◆ INPUT RECORDS:
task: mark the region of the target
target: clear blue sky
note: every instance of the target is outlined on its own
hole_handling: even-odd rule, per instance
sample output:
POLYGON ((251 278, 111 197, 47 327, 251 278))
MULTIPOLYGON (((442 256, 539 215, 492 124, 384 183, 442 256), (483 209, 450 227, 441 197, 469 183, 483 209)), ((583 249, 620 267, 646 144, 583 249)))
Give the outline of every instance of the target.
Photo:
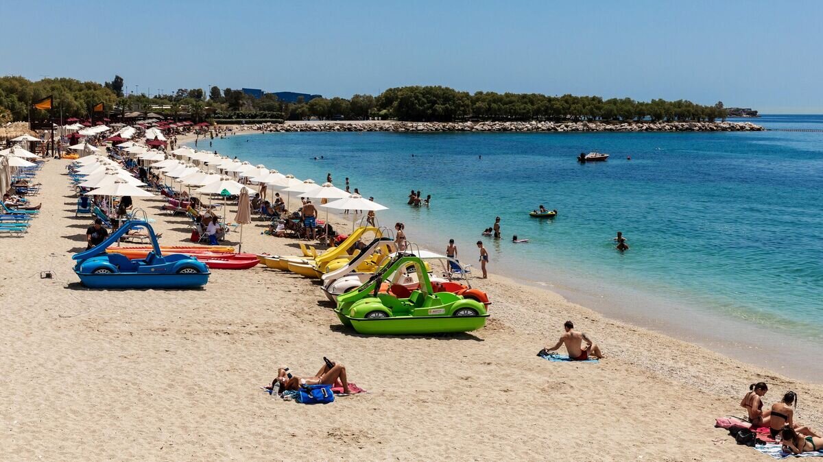
POLYGON ((444 85, 823 113, 823 2, 30 0, 4 2, 2 17, 0 75, 33 80, 343 97, 444 85))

◆ TASK GOAL:
Please give the lines above as a JSON list of strings, one string per line, with blank lines left out and the pictures omitted from your answer.

◆ FINISHED EXERCISE:
[
  "task: mark the region of the target",
  "target: clear blue sky",
  "note: every instance of the target is outlined on its own",
  "hole_handling: even-odd rule, per instance",
  "sample output:",
  "POLYGON ((251 278, 111 197, 47 327, 251 278))",
  "MULTIPOLYGON (((442 256, 539 215, 492 124, 384 183, 442 256), (483 209, 450 227, 441 197, 469 183, 483 209)), ((583 249, 620 267, 646 144, 583 249)))",
  "Give the outline of every instance of the target.",
  "Photo:",
  "POLYGON ((444 85, 823 113, 823 2, 30 0, 4 2, 2 17, 0 75, 33 80, 343 97, 444 85))"
]